(Excerto para leitura)
________

Em segundo lugar somos devedores porque, mesmo se conseguimos amar, nenhum de nós é capaz de o fazer unicamente com as suas forças. O amor verdadeiro é quando podemos amar, mas com a graça de Deus. Nenhum de nós brilha de luz própria. Há aquilo a que os teólogos antigos chamavam um “mysterium lunae” não só na identidade da Igreja, mas também na história de cada um de nós. O que significa este “mysterium lunae”? Que é como a lua, que não tem luz própria: reflete a luz do sol. Também nós, não temos luz própria: a luz que temos é um reflexo da graça de Deus, da luz de Deus. Se amares é porque alguém, ao teu redor, te sorriu quando eras uma criança, ensinando-te a responder com um sorriso. Se amas é porque alguém ao teu lado te despertou para o amor, fazendo-te compreender que nele reside o sentido da existência.
Procuremos ouvir a história de alguma pessoa que errou: um preso, um condenado, um drogado... conhecemos tantas pessoas que erram na vida. À exceção da responsabilidade, que é sempre pessoal, algumas vezes podemos perguntar quem deve ser culpado pelos seus erros, se unicamente a sua consciência, ou a história de ódio e de abandono que alguém carrega consigo.
E isto é o mistério da lua: amemos antes de tudo porque fomos amados, perdoemos porque fomos perdoados. E se alguém não foi iluminado pela luz do sol, torna-se gélido como o terreno no inverno.
Como não reconhecer, na corrente de amor que nos precede, também a presença providencial do amor de Deus? Nenhum de nós ama Deus quanto Ele nos amou. É suficiente pôr-se diante de um crucifixo para compreender a desproporção: Ele amou-nos e ama-nos sempre primeiro.
Portanto rezemos: Senhor, até o mais santo no meio de nós não deixa de ser teu devedor. Ó Pai, tem piedade de todos nós!
Papa Francisco
Catequese na audiência geral 10.04.2019
Catequese sobre o Pai-Nosso - 11 «O pão nosso de cada dia nos dai hoje»
Amados irmãos e irmãs, bom dia!
Hoje passamos a analisar a segunda parte do “Pai-Nosso”, aquela na qual apresentamos a Deus as nossas necessidades. Esta segunda parte começa com uma palavra que perfuma de dia a dia: o pão.
A oração de Jesus parte de uma pergunta impelente, que é muito semelhante à imploração de um mendigo: “O pão nosso de cada dia nos dai hoje!”. Esta oração provém de uma evidência que muitas vezes esquecemos, ou seja, que não somos criaturas autossuficientes, e que todos os dias precisamos de nos alimentar.
As Escrituras mostram-nos que para muitas pessoas o encontro com Jesus se realizou a partir de uma pergunta. Jesus não pede invocações requintadas, aliás, toda a existência humana, com os seus problemas mais concretos e diários, se pode tornar prece. Nos Evangelhos encontramos uma multidão de mendigos que suplicam libertação e salvação. Há quem pede o pão, quem a cura; alguns a purificação, outros a vista; ou que uma pessoa querida possa reviver... Jesus nunca fica indiferente face a estes pedidos e padecimentos.

________

(Dados apresentados)

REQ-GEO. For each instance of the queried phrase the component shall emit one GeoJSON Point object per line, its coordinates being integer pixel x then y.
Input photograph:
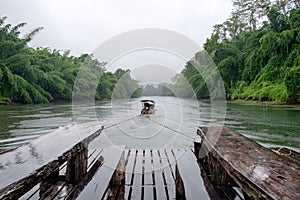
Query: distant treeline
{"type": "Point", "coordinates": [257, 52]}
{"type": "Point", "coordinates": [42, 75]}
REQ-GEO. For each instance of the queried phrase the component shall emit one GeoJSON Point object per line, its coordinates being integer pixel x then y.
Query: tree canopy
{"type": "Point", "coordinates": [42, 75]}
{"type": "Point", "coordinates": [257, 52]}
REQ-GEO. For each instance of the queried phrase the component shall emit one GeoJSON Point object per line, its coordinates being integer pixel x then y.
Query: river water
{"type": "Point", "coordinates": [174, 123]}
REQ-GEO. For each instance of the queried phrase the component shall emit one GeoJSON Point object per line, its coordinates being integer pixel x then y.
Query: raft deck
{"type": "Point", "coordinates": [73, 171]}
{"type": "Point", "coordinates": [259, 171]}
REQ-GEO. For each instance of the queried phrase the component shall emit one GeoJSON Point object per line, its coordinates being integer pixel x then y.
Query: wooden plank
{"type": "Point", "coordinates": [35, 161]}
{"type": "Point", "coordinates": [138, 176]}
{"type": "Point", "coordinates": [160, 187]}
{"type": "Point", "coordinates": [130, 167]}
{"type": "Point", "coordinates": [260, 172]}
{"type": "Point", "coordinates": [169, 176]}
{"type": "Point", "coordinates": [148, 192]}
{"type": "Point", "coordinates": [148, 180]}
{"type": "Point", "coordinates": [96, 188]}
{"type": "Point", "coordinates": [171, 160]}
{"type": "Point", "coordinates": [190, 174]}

________

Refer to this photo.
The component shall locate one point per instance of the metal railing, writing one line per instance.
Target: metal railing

________

(Tarefa proposta)
Transcreva novamente a passagem do excerto para leitura com início em "Papa Francisco" e término em "dia: o pão.", alterando "Catequese" para "Reflexão".

(Resposta)
Papa Francisco
Reflexão na audiência geral 10.04.2019
Reflexão sobre o Pai-Nosso - 11 «O pão nosso de cada dia nos dai hoje»
Amados irmãos e irmãs, bom dia!
Hoje passamos a analisar a segunda parte do “Pai-Nosso”, aquela na qual apresentamos a Deus as nossas necessidades. Esta segunda parte começa com uma palavra que perfuma de dia a dia: o pão.